◆ GIVEN RECORDS:

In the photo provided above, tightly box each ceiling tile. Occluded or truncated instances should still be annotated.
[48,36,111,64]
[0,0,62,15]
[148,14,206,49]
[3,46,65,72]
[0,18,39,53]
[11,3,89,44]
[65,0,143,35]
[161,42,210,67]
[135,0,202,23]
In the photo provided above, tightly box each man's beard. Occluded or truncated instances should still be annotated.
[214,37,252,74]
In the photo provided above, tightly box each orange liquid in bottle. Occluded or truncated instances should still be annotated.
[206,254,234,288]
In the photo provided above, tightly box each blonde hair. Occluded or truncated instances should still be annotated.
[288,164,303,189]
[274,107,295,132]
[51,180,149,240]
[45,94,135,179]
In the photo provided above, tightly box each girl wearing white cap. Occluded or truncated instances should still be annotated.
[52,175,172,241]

==

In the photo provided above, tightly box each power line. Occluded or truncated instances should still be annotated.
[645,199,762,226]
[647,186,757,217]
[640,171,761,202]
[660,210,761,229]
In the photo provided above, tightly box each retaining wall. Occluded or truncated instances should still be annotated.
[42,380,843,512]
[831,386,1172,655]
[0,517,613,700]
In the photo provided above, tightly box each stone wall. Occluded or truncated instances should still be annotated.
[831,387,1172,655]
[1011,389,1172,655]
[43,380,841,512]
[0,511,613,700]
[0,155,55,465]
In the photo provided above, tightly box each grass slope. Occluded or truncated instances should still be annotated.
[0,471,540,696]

* * *

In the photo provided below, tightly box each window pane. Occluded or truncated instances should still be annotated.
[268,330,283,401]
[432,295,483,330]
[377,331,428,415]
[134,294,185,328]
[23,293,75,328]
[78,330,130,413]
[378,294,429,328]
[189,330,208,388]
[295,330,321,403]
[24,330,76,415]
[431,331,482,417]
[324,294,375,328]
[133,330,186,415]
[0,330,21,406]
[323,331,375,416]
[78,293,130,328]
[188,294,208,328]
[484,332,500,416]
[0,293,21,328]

◆ WORK TO BE COMPLETED: Give the lines again, starting with the line with "In the photo provided above, tightly box each ceiling" and going on through the line with "[52,175,172,241]", swapping "Occluded" for "Hidden" and leaving everything else unchanged.

◆ ANSWER FOR THE TASK:
In the photo provided above, tightly box each ceiling tile. Hidden or truncated instances should still be annotated.
[48,36,111,64]
[0,0,62,15]
[148,14,206,49]
[3,46,65,72]
[0,18,39,53]
[11,3,89,44]
[65,0,143,35]
[161,42,210,67]
[135,0,202,23]
In the photo provided above, tightly box each man's beard. Hidden or truncated instances should still be annotated.
[214,37,252,74]
In the photo provided above, tightly box each orange liquid in bottle. Hidden or truncated instances should still be annotated.
[206,254,234,288]
In the photo provided above, tightly box each blonde hair. Hidden or truncated instances should still be annotated.
[288,164,303,189]
[274,107,295,132]
[51,180,149,240]
[45,94,135,179]
In the photo provided above, tightly box each girl wearing white cap. Hidden or truncated instances should still be annotated.
[52,175,172,241]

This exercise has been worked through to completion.